_Brano selezionato_:
-=-=-

Carissimo Maestro Bouy, la tua carriera è così ricca di eventi, esibizioni e collaborazioni. Da bambino ti saresti mai aspettato un futuro ricco di soddisfazioni artistiche?
Fino all’età di sette anni ho vissuto in Africa, precisamente in Congo Belga, con i miei genitori senza avere alcuna idea di cosa fosse una professione, né un mestiere. Neppure esisteva un teatro o un luogo dove poter assistere a spettacoli, concerti o rappresentazioni di Balletto!

Ma la danza, il balletto, la coreografia e il mondo del teatro sono sempre stati il tuo sogno o da ragazzo desideravi intraprendere un altra professione?
Ho iniziato a ballare quando ho imparato a camminare! In maniera spontanea, naturale, seguivo l’istinto... Era una necessità, una maniera di comunicare con l’ambiente circostante: non pensavo a nessun futuro artistico. Era una esigenza primordiale, come bere, mangiare e respirare! Il mio sogno è sempre stato quello della Danza. Se non mi fosse stato permesso danzare, probabilmente avrei scelto di disegnare abiti d’alta moda, o creare costumi per il mondo del teatro. L’incontro con il mio primo Maestro, Raymond Heux (Primo Ballerino del Teatro de La Monnaye di Bruxelles) ha influenzato notevolmente sulla personale crescita professionale. Con lui, che insegnava il metodo Cecchetti, prendevo quattro classi al giorno ed ha forgiato sicuramente la mia preparazione al palcoscenico!


Quali sono stati i momenti più importanti nella tua formazione e a quali maestri sei più grato?
Tutti i Maestri con i quali ho studiato hanno lasciato delle impronte indelebili nella mia crescita e formazione artistica. Viktor Gzovsky al “Ballet du XXe siècle” di Maurice Béjart. E poi Leonid Woitzikowsky, ex danzatore di Sergej Diaghilev al Balletto di Anversa. Madame Nora Kiss a Parigi. José Pares e Menia Martinez sempre al “Ballet du XXe siècle” (negli anni ottanta). Bijorn Holmgreen a Stoccolma per la tecnica Bournonville, e ultima, non in ordine di importanza Olga Lepeshinskaya, allo “Swedish Royal Ballett”.

Sei nato in Belgio, una nazione ricca di cultura, storia e di arte. Com’era vissuta ai tuoi tempi la danza nel tuo Paese?
Ai miei tempi, a Bruxelles, le “Ballet du XXe siècle” diretto da Maurice Béjart, era considerato come si considera oggi una squadra di calcio, cioè eravamo idolatrati da un pubblico numeroso, appassionato, caloroso. Gli ammiratori ci attendevano in aeroporto al ritorno dalle tournée, con fiori, regali, all’inizio ed alla fine di ogni spettacolo ci accoglievano con ovazioni, anche a scena aperta.


I ricordi più belli legati al tuo arrivo ad Amsterdam presso lo “Scapino Ballet” a cosa sono legati?
Lo “Scapino Ballet” di Amsterdam è stato il mio primo contatto con una Compagnia di balletto, diretta all’epoca dalla signora Hans Snoek e Armando Navarro, quindi sono legato affettivamente a doppio filo!

-=-=-

_Compiti assegnati_:
1) Riscriva il passo dell'intervista che comincia con "Ho iniziato a" e prosegue fino a "sei più grato?", sostituendo "palcoscenico" con "palco".
2) Elenchi tutti i maestri con cui, secondo l'intervista, Bouy ha studiato.
3) Indichi se ciascuna affermazione concorda con l'intervista: (a) fino ai sette anni l'intervistato ha vissuto in Congo Belga; (b) Raymond Heux insegnava il metodo Bournonville; (c) lo "Scapino Ballet" fu la seconda compagnia di balletto con cui l'intervistato entrò in contatto.

_Materiale fornito_:
-=-=-

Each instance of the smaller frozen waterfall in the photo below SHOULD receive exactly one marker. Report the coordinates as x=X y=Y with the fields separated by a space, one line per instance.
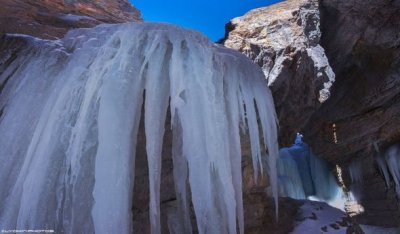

-=-=-

_Soluzioni in ordine_:
1)
Ho iniziato a ballare quando ho imparato a camminare! In maniera spontanea, naturale, seguivo l’istinto... Era una necessità, una maniera di comunicare con l’ambiente circostante: non pensavo a nessun futuro artistico. Era una esigenza primordiale, come bere, mangiare e respirare! Il mio sogno è sempre stato quello della Danza. Se non mi fosse stato permesso danzare, probabilmente avrei scelto di disegnare abiti d’alta moda, o creare costumi per il mondo del teatro. L’incontro con il mio primo Maestro, Raymond Heux (Primo Ballerino del Teatro de La Monnaye di Bruxelles) ha influenzato notevolmente sulla personale crescita professionale. Con lui, che insegnava il metodo Cecchetti, prendevo quattro classi al giorno ed ha forgiato sicuramente la mia preparazione al palco!


Quali sono stati i momenti più importanti nella tua formazione e a quali maestri sei più grato?

2) Raymond Heux, Viktor Gzovsky, Leonid Woitzikowsky, Nora Kiss, José Pares, Menia Martinez, Bijorn Holmgreen, Olga Lepeshinskaya

3)
(a) Sì: "Fino all’età di sette anni ho vissuto in Africa, precisamente in Congo Belga".
(b) No: "che insegnava il metodo Cecchetti".
(c) No: "è stato il mio primo contatto con una Compagnia di balletto".